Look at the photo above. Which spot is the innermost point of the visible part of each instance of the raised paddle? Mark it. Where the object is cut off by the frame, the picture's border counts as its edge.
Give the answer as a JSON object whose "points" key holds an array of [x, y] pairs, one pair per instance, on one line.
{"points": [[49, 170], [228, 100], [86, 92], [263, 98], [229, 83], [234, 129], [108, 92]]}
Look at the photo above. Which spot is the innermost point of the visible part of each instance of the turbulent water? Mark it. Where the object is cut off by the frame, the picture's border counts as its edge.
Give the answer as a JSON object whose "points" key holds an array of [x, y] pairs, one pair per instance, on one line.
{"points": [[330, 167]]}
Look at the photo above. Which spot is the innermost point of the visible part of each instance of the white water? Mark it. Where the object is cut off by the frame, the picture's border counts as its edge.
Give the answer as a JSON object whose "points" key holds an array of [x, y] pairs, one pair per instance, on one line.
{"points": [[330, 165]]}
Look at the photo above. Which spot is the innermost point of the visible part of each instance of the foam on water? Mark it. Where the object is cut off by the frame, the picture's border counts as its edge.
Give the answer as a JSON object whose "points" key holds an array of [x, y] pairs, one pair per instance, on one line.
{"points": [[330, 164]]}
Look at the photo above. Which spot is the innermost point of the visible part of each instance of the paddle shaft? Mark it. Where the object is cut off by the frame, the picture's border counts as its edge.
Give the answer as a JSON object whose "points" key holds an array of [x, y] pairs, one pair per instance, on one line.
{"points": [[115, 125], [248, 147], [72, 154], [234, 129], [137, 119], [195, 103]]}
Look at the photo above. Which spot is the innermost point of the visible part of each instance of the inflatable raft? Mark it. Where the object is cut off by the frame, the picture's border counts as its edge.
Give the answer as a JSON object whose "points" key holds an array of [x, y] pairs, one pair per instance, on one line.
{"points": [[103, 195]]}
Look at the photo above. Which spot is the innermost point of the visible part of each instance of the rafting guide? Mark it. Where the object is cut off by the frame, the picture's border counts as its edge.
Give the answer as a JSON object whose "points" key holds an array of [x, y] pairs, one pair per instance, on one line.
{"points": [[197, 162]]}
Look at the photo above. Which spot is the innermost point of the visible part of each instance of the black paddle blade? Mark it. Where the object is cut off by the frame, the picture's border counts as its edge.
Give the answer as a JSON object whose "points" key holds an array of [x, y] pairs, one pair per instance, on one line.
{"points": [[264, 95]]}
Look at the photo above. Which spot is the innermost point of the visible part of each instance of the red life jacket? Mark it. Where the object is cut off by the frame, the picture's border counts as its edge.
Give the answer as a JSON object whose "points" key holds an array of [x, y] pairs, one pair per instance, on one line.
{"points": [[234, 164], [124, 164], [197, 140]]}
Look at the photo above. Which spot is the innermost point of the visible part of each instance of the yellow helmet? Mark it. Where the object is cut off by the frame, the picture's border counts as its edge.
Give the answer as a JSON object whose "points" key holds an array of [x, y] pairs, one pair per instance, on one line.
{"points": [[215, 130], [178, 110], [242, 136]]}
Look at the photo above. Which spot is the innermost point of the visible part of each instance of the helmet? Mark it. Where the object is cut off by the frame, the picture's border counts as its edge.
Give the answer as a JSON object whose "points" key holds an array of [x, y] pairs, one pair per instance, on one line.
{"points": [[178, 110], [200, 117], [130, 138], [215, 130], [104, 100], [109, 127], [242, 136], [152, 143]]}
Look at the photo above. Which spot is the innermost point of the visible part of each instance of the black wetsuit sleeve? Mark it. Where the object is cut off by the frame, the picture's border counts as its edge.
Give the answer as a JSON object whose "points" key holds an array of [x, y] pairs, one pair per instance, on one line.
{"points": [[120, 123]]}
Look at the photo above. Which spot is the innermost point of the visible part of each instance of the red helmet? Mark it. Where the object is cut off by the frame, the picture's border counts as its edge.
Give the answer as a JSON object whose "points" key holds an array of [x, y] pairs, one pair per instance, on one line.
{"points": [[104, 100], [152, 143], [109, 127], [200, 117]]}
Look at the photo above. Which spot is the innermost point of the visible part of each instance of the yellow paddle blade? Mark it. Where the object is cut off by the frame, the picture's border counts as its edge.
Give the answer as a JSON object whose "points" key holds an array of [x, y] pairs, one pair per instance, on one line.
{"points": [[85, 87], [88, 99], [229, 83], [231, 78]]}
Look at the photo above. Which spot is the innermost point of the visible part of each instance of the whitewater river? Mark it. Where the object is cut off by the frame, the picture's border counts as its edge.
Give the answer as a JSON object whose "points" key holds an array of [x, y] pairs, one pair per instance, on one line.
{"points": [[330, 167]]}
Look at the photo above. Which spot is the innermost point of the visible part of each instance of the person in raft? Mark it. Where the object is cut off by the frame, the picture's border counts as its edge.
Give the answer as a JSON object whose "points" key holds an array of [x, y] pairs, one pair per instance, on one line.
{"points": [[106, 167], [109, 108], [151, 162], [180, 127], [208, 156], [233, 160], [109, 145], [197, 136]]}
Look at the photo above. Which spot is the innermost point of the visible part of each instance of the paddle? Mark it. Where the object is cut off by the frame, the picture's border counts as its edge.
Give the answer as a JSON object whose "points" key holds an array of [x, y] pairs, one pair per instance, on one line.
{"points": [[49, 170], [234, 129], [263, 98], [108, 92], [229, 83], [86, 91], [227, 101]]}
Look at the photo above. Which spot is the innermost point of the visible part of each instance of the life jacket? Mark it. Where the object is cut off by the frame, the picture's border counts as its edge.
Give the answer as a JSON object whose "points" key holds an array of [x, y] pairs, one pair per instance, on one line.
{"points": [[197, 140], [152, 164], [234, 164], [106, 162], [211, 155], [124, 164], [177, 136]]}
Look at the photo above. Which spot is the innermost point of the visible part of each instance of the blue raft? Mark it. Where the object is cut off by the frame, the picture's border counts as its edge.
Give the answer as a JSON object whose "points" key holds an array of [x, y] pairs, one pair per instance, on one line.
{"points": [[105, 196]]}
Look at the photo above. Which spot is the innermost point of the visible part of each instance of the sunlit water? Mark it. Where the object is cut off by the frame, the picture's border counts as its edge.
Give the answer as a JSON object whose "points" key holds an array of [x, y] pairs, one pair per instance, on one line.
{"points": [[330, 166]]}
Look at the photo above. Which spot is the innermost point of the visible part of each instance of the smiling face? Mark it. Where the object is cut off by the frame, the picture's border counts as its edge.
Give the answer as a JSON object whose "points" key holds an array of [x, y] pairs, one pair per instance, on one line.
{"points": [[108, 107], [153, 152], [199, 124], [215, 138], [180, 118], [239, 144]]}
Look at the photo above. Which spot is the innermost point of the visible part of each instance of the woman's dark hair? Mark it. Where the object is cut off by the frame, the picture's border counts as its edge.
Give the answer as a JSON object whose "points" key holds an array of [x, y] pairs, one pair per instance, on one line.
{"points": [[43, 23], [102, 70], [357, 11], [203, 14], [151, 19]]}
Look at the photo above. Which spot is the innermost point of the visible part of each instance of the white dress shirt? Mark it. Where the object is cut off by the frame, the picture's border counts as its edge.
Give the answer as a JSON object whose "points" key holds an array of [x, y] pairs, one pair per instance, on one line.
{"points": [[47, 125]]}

------------------------------------------------------------

Exercise prompt:
Word for word, copy out all of the data shown above.

Written response:
Look at the photo above. Which spot is the innermost point of the visible part of each instance of the raised paddle? Mark it. Where the object is cut off by the frame, the picture's border counts as its edge.
Give the answer as a JSON object whose "points" key holds an array of [x, y] pairs, one pair per instance, on one line.
{"points": [[49, 170], [228, 100], [86, 92], [263, 98], [229, 83], [234, 129], [108, 92]]}
Look at the photo above. Which spot is the innermost point of the visible part of each instance of the turbulent water? Mark it. Where the object is cut off by the frame, the picture's border counts as its edge.
Give the answer as a JSON object whose "points" key holds an array of [x, y] pairs, one pair per instance, on one line.
{"points": [[330, 167]]}
Look at the photo above. Which spot is the innermost point of the visible part of each instance of the white water? Mark it. Where the object is cut off by the frame, the picture's border counts as its edge.
Give the answer as a JSON object whose "points" key holds an array of [x, y] pairs, one pair per instance, on one line.
{"points": [[330, 165]]}
Look at the photo above. Which spot is the innermost point of the visible part of each instance of the foam on water? Mark it. Where the object is cut off by the frame, the picture's border counts as its edge.
Give the answer as a JSON object whose "points" key holds an array of [x, y] pairs, one pair per instance, on one line.
{"points": [[330, 164]]}
Look at the photo above. Which spot is the innermost point of the visible part of each instance of the paddle shaft? Mark it. Where the object is cut off by the frame, the picture's border counts as its edge.
Give the answer as a JSON object whose "points" key holds an array of [x, y] pairs, one pair per instance, on one line.
{"points": [[115, 125], [248, 147], [72, 154], [234, 129], [137, 119], [195, 103]]}
Look at the photo above. Which spot is the innermost point of the visible part of each instance of the inflatable raft? Mark it. Where the object is cut off by the frame, the picture's border counts as its edge.
Give the answer as a JSON object whose "points" key holds an array of [x, y] pairs, one pair per instance, on one line.
{"points": [[103, 195]]}
Look at the photo above. Which spot is the innermost point of the visible part of each instance of the rafting guide? Mark it. Where the object is cut off by the frame, the picture's border counts as its edge.
Give the answer as a JSON object whose "points" key holds an array of [x, y] pairs, one pair per instance, on one line.
{"points": [[197, 162]]}
Look at the photo above. Which spot is the innermost point of the visible part of each instance of the black paddle blade? Mark it. Where the object is cut off by the frame, the picture's border counts as its edge.
Give the answer as a JSON object whose "points" key holds an array of [x, y] pairs, one pair per instance, on one line.
{"points": [[264, 95]]}
Look at the photo above. Which spot is the innermost point of the visible part of each instance of the red life jacket? Mark it. Where the object is cut off by the frame, the picture's border counts as its edge.
Give the answer as a JSON object whose "points" key holds an array of [x, y] pairs, one pair per instance, on one line.
{"points": [[234, 164], [124, 164], [197, 140]]}
Look at the photo above. Which spot is the innermost point of the visible part of each instance of the yellow helmet? Mark it. Where the object is cut off by the frame, the picture's border counts as its edge.
Give the answer as a JSON object whose "points" key holds an array of [x, y] pairs, one pair per instance, on one line.
{"points": [[215, 130], [178, 110], [242, 136]]}
Look at the photo above. Which spot is the innermost point of the visible part of each instance of the helmet? Mark it. Where the object is cut off by the frame, the picture's border counts as its edge.
Give the answer as a JSON object whose "points" key holds an array of [x, y] pairs, one pair per instance, on one line.
{"points": [[178, 110], [200, 117], [130, 138], [215, 130], [104, 100], [109, 127], [242, 136], [152, 143]]}
Look at the photo above. Which spot is the innermost point of the visible part of each instance of the black wetsuit sleeve? Mark it. Where the object is cut off by the frame, the picture's border counts as its edge.
Give the answer as a JSON object whose "points" key holds an array of [x, y] pairs, one pair per instance, on one line.
{"points": [[120, 123]]}
Look at the photo above. Which spot is the innermost point of the visible part of each instance of the red helmet? Mark it. Where the object is cut off by the frame, the picture's border counts as its edge.
Give the answer as a JSON object whose "points" key holds an array of [x, y] pairs, one pair per instance, on one line.
{"points": [[104, 100], [152, 143], [109, 127], [200, 117]]}
Look at the photo above. Which spot is the innermost point of the visible part of each instance of the yellow paddle blade? Mark it. Where the object is cut off by the frame, the picture's border counts as its edge.
Give the answer as a JSON object whose "points" key holds an array of [x, y] pairs, one pair per instance, on one line.
{"points": [[85, 87], [88, 99], [229, 83], [231, 78]]}
Look at the photo above. Which spot is the innermost point of the visible part of each instance of the whitewater river? Mark it. Where the object is cut off by the frame, the picture's border counts as its edge.
Give the answer as a JSON object whose "points" key holds an array of [x, y] pairs, one pair per instance, on one line.
{"points": [[330, 167]]}
Look at the photo above. Which spot is the innermost point of the visible part of each instance of the person in raft? Mark it. Where the object is cut off by the frame, the picture's border counts as its edge.
Give the answer as a JSON object whose "points" key holds an array of [x, y] pairs, one pair per instance, on one line.
{"points": [[106, 167], [109, 108], [151, 162], [180, 127], [208, 156], [233, 160], [109, 145], [197, 136]]}
Look at the photo above. Which spot is the innermost point of the visible part of each instance of the paddle? Mark it. Where the object is cut off by the frame, the picture's border counts as its edge.
Give the answer as a JSON object whose "points" key holds an array of [x, y] pairs, one pair per instance, on one line.
{"points": [[49, 170], [234, 129], [263, 98], [108, 92], [229, 83], [86, 91], [227, 101]]}
Look at the photo above. Which spot is the innermost point of the visible part of each instance of the life jacket? Mark it. Where the object is cut off by the frame, the picture's border counts as its edge.
Give the answer as a JSON object whose "points" key holds an array of [x, y] pairs, one pair per instance, on one line.
{"points": [[197, 140], [152, 164], [234, 164], [106, 162], [211, 155], [124, 164], [177, 136]]}
Look at the photo above. Which spot is the innermost point of the visible part of each instance of the blue raft? Mark it. Where the object is cut off by the frame, the picture's border counts as its edge.
Give the answer as a JSON object whose "points" key holds an array of [x, y] pairs, one pair per instance, on one line.
{"points": [[105, 196]]}
Look at the photo above. Which spot is the innermost point of the visible part of each instance of the sunlit water? Mark it. Where the object is cut off by the frame, the picture's border counts as its edge.
Give the answer as a JSON object whose "points" key holds an array of [x, y] pairs, one pair per instance, on one line.
{"points": [[330, 166]]}
Look at the photo above. Which spot is the innermost point of the visible part of each instance of the smiling face? Mark it. Where the object is cut off by the frame, the picture's border counts as its edge.
Give the answer as a JSON object whose "points" key holds an array of [x, y] pairs, one pair per instance, on one line.
{"points": [[108, 107], [153, 152], [199, 124], [215, 138], [180, 118], [239, 144]]}
Look at the photo above. Which spot is the innermost point of the visible part of each instance of the woman's dark hair? Mark it. Where the object is cut off by the frame, the picture's border counts as its edge.
Give the answer as a JSON object whose "points" key holds an array of [x, y] pairs, one pair per instance, on one line.
{"points": [[43, 23], [102, 70], [357, 11], [203, 14], [151, 19]]}
Look at the photo above. Which spot is the innermost point of the visible part of each instance of the white dress shirt? Mark it. Where the object is cut off by the frame, the picture's border counts as its edge.
Give the answer as a JSON object whose "points" key holds an array of [x, y] pairs, one pair per instance, on one line.
{"points": [[47, 125]]}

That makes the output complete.